■ GIVEN RECORDS:
======

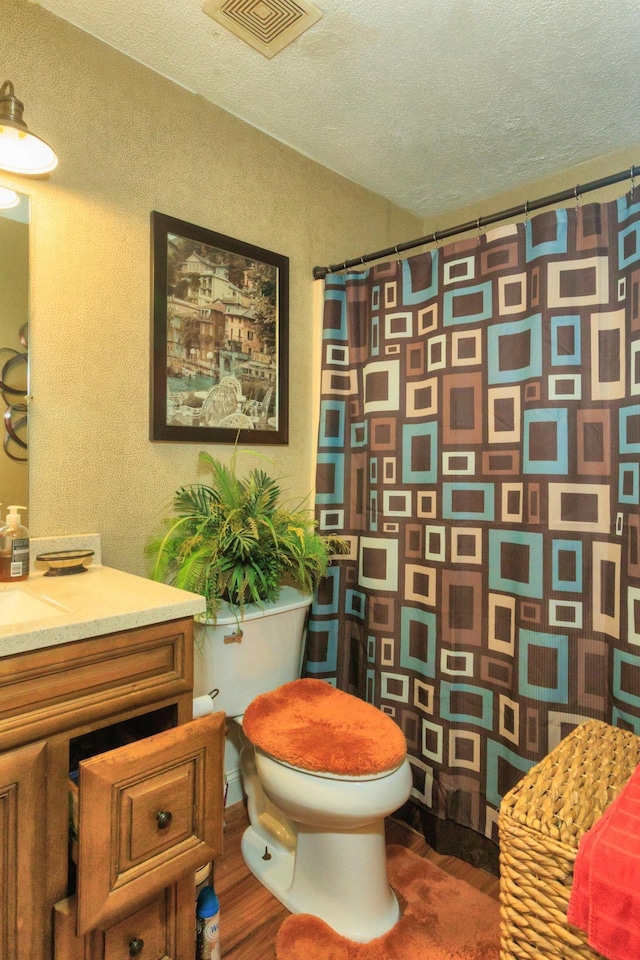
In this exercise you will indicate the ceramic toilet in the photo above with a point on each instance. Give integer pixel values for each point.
(321, 770)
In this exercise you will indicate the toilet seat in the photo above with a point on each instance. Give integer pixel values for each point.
(311, 726)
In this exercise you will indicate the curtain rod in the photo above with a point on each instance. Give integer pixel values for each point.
(319, 273)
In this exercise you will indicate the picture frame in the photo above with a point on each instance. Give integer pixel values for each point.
(220, 337)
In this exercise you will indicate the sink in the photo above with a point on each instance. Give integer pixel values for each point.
(17, 606)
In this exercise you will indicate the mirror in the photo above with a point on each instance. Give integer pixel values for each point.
(14, 340)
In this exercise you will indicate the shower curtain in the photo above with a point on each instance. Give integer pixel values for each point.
(479, 449)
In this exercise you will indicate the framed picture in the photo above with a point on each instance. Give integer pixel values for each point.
(220, 337)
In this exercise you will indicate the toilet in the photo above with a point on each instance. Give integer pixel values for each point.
(321, 770)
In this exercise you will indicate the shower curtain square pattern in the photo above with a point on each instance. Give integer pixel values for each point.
(479, 448)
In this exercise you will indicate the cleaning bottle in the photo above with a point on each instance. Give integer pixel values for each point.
(14, 547)
(208, 925)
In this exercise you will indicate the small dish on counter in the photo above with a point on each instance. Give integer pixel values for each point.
(61, 563)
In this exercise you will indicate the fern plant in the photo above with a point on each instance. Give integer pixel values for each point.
(234, 540)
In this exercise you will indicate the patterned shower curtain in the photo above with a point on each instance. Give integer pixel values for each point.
(479, 450)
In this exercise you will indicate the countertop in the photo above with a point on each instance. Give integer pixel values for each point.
(98, 601)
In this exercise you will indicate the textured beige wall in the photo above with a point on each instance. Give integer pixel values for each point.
(129, 142)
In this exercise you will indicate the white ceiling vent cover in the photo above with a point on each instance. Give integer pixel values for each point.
(266, 25)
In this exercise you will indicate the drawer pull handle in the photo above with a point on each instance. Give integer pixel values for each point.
(163, 819)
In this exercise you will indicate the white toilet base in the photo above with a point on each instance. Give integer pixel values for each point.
(340, 877)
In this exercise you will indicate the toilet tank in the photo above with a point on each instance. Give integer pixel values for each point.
(240, 659)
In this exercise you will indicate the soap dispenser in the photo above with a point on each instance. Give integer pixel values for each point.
(14, 547)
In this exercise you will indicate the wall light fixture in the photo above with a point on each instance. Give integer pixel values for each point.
(20, 150)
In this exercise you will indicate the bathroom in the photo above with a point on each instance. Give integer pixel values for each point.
(92, 467)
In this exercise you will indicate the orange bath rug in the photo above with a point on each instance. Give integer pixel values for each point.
(443, 919)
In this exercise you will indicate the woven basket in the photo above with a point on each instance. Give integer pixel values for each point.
(540, 824)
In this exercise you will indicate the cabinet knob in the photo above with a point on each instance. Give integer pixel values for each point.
(163, 819)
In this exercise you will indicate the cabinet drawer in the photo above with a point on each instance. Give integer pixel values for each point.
(160, 929)
(142, 934)
(45, 691)
(149, 812)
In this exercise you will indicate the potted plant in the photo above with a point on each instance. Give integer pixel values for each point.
(234, 540)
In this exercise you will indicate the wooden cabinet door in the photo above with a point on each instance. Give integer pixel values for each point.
(149, 812)
(22, 851)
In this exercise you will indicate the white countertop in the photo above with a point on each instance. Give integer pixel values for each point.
(101, 600)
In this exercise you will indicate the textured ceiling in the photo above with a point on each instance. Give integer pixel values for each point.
(432, 104)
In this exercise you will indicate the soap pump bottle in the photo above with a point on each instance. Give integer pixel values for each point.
(14, 547)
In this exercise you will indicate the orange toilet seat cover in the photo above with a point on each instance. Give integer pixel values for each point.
(309, 724)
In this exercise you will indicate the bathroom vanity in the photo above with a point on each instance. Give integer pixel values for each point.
(110, 794)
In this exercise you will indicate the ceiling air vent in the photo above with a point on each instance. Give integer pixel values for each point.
(266, 25)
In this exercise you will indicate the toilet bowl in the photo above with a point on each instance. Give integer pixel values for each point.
(316, 796)
(336, 867)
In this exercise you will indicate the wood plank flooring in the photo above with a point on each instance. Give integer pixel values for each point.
(250, 916)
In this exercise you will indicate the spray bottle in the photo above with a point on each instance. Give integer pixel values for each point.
(208, 925)
(14, 547)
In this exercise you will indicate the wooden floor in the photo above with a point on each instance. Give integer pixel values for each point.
(250, 916)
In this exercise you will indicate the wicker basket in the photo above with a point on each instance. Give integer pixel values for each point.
(540, 825)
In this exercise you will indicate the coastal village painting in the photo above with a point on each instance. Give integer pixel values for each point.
(221, 315)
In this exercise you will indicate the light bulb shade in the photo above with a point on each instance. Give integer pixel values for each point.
(20, 150)
(8, 198)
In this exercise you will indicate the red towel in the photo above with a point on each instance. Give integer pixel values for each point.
(605, 896)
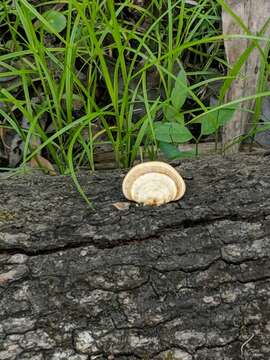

======

■ EXERCISE DIRECTIONS:
Each line of the data must be restated exactly, and the pictures must be left out.

■ EXERCISE RESPONSE:
In this exercise you will indicate the ceramic toilet in the photo above with a point on each instance. Give integer pixel values for each point.
(321, 770)
In this exercise you will indicate the toilet seat in the photo above with a point on each instance. Give integer pixel values for each point.
(311, 726)
In this exercise you will indicate the curtain rod in the photo above with a point on each instance. Give integer pixel values for each point.
(319, 273)
In this exercise you will indicate the picture frame in the photo above with a point on each instance. Give integer pixel values for each point.
(220, 337)
In this exercise you will indicate the sink in the photo above with a point on each instance. Give integer pixel values for each point.
(17, 606)
In this exercise you will indicate the mirror in the photo above with a point on each instance. Give integer pixel values for each point.
(14, 340)
In this exercise you will indicate the shower curtain in the photo above with a point on each instance. Give integer pixel values for each point.
(479, 449)
In this exercise you will indicate the framed picture in the photo above with a point on each instance. Give integer pixel values for each point.
(220, 337)
In this exercise you will indicate the toilet in the photo above with a point on each instance. Give integer pixel values for each point.
(321, 770)
In this exercise you will indicate the shower curtain square pattern in the photo above with a point on each instance. Give integer pixel values for each point.
(479, 448)
In this exercise you will indicate the cleaning bottle in the photo above with a point on each instance. Give integer pixel values for each point.
(14, 547)
(208, 925)
In this exercise you will indicate the small dish on counter in the photo above with a point on each instance. Give integer pixel values for each point.
(61, 563)
In this exercise you will indicate the fern plant in the photo above with a point on each instance. Give integer pixel values for each point.
(234, 540)
In this exercise you will indicate the patterned shower curtain in the photo above with a point on each instance. Give integer pixel values for each point.
(479, 450)
In this exercise you will indicate the countertop in the photo above with a point on each instance. Give integer pixel values for each point.
(98, 601)
In this exercise you will indicate the textured beige wall in the photo above with a point on each instance. Give integer pixel values for each point.
(129, 142)
In this exercise you will indicate the white ceiling vent cover in the photo above with a point on each instance. Give integer pixel values for each point.
(266, 25)
In this exercise you will indicate the drawer pull handle in the photo above with a point on each instance. Give integer pixel values for each point.
(163, 819)
In this exercise you will indicate the white toilet base in the photo above with a point on each instance. Give integer pixel values for each point.
(340, 877)
In this exercise you will indicate the toilet tank in the photo above with a point on each instance. Give integer pixel values for each point.
(240, 659)
In this exercise you will indicate the soap dispenser in the photo above with a point on each instance. Give integer pixel values for each point.
(14, 547)
In this exercise you will indicate the wall light fixture in the photo above with a point on each instance. Give integer pixel values for each point.
(20, 150)
In this exercise you will indicate the bathroom in the photo above with a point on each instance. Give integer pixel values for each point.
(92, 467)
In this exercise you will indicate the orange bath rug in the photo above with a point on each instance. Give integer pixel values for each point.
(443, 919)
In this exercise you will indicate the woven basket in the photo above with a point on each instance. Give integer pixel values for each point.
(540, 824)
In this exercise you will indicate the cabinet knob in the photo above with a point on each instance. Give integer pixel values for each point.
(163, 819)
In this exercise you will indicate the cabinet drawer in the photo above with a point on each instance. Give integer pixel values for each point.
(160, 929)
(142, 934)
(45, 691)
(149, 812)
In this exercise you will indicate the potted plant in the photo above with a point on each instance. Give integer pixel values for each point.
(234, 540)
In this exercise you will indicate the wooden cabinet door in the photo above with a point on each instance. Give integer pixel values for each point.
(149, 812)
(22, 851)
In this exercise you will indicate the white countertop in the photo above with a point on each instance. Give integer pixel values for each point.
(101, 600)
In this exercise you will indicate the textured ceiling in the photo above with a point on each instance. Give integer pixel values for each point.
(432, 104)
In this exercise you will indicate the soap pump bottle in the photo above with a point on each instance. Give integer pixel values for each point.
(14, 547)
In this exercise you will indicate the orange toilet seat cover in the photo above with a point on each instance. Give integer pixel values for each point.
(309, 724)
In this exercise you will indicate the bathroom vanity in the photo above with a point on each instance. Give integer pixel values for each point.
(110, 794)
In this exercise you will indicate the ceiling air vent in the photo above with a point on each instance. Give integer pixel values for each point.
(266, 25)
In this exercise you will indicate the toilet bowl in the photo above with a point on each instance. Give integer pixel values for each point.
(316, 796)
(336, 867)
In this exercise you will indicate the wood plank flooring in the photo above with a point on each instance. Give integer pixel values for each point.
(250, 916)
In this exercise you will indicate the spray bottle in the photo above with a point on each instance. Give integer pixel values for each point.
(208, 925)
(14, 547)
In this exercise you will indicate the wooden floor in the photo above with a point on each instance. Give integer pixel values for each point.
(250, 916)
In this exercise you will indicate the wicker basket in the photo above with a point on each instance. Give integer pixel values for each point.
(540, 825)
In this exercise you will indicate the coastal village painting in the photo above with a point on each instance. Give integer pixel values for each point.
(221, 315)
In this exercise you will indicate the light bulb shade in the photo above with a point on each instance. Give integer pixel values for each point.
(20, 150)
(8, 198)
In this exercise you will indicate the red towel in the photo above with a point on each instance. Give integer pixel values for each point.
(605, 896)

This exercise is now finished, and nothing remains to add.